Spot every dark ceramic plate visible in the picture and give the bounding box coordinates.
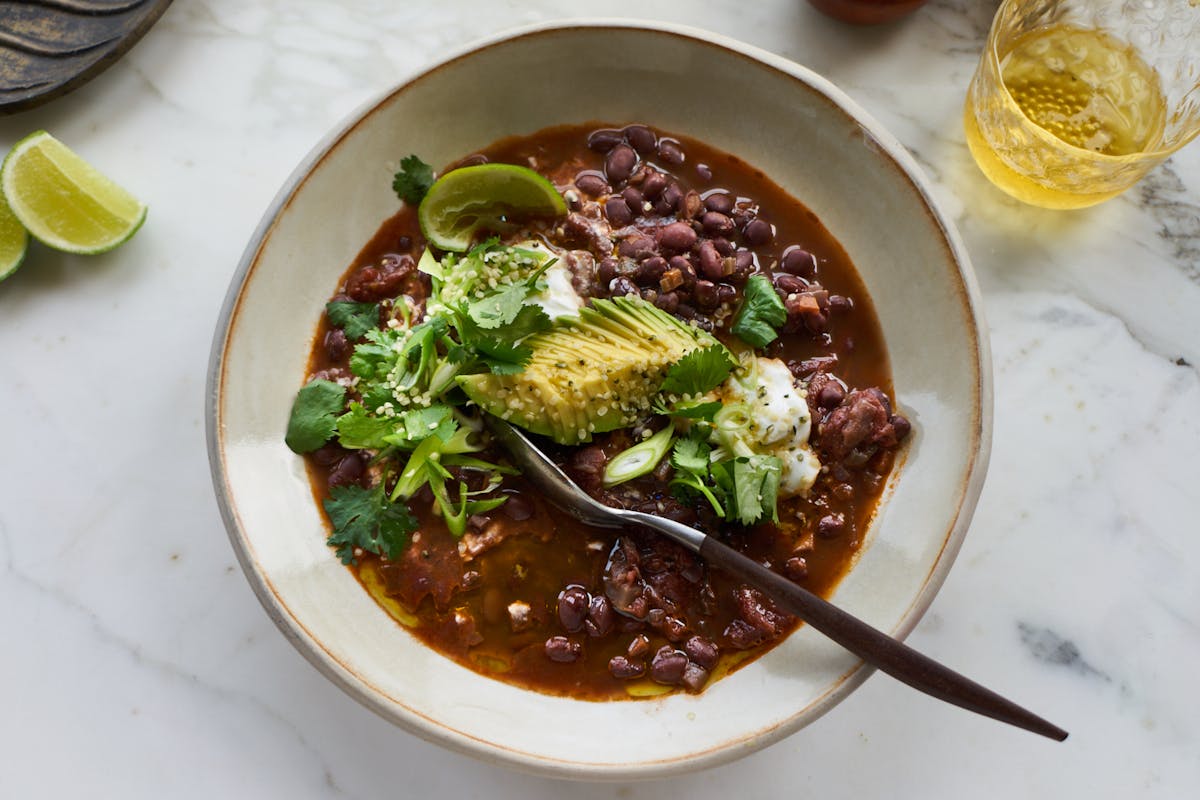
[0,0,170,113]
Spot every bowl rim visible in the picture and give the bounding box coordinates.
[204,17,992,781]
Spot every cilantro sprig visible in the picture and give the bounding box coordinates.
[730,275,787,348]
[324,483,416,564]
[391,155,433,205]
[283,379,346,453]
[325,300,379,342]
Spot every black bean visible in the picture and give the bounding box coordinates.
[617,231,658,260]
[558,587,588,633]
[704,192,733,215]
[659,139,684,167]
[622,125,659,156]
[683,636,720,669]
[329,453,365,488]
[659,222,696,253]
[625,633,650,658]
[733,249,755,277]
[654,291,679,314]
[817,515,853,539]
[700,241,725,281]
[654,184,683,217]
[679,259,696,290]
[650,644,688,686]
[608,656,646,679]
[608,275,641,297]
[596,255,617,285]
[604,144,637,186]
[575,169,612,197]
[700,211,733,236]
[588,128,625,152]
[586,595,616,636]
[500,494,533,522]
[784,555,809,581]
[659,616,689,642]
[817,380,846,408]
[545,636,583,663]
[779,245,817,278]
[620,186,646,217]
[636,255,667,285]
[742,219,775,247]
[679,663,708,692]
[691,281,721,311]
[775,272,809,294]
[324,327,350,361]
[604,197,634,228]
[642,172,667,200]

——————

THE PROBLEM
Print all of the records above line for line, without any change, and omit the pictures.

FULL SOLUTION
Spot every dark ceramic plate visible in the picture and give the bounding box coordinates.
[0,0,170,113]
Spot every bowl rim visible in the picture and give the bounding box coordinates.
[204,17,992,781]
Spot every cilantro sprig visible in the picture and give the bounding box coordinates.
[730,275,787,348]
[324,483,416,564]
[391,155,433,205]
[283,379,346,453]
[325,300,379,342]
Spot every black bean visible in the picture and give the bounding box coordinates.
[617,231,658,260]
[558,587,588,633]
[704,192,733,215]
[659,139,684,167]
[622,125,659,156]
[683,636,720,669]
[329,453,365,488]
[659,222,696,253]
[625,633,650,658]
[733,249,755,277]
[654,291,679,314]
[817,515,853,539]
[700,241,725,281]
[654,184,683,217]
[679,259,696,290]
[650,644,688,686]
[608,656,646,679]
[608,275,641,297]
[596,255,617,285]
[604,144,637,186]
[575,169,612,197]
[700,211,733,236]
[588,128,625,152]
[586,595,616,636]
[500,494,533,522]
[784,555,809,581]
[659,616,689,642]
[817,380,846,408]
[545,636,583,663]
[779,245,817,278]
[620,186,646,217]
[636,255,667,285]
[742,219,775,247]
[679,663,708,692]
[691,281,721,311]
[775,272,809,294]
[324,327,350,361]
[604,197,634,228]
[642,172,667,200]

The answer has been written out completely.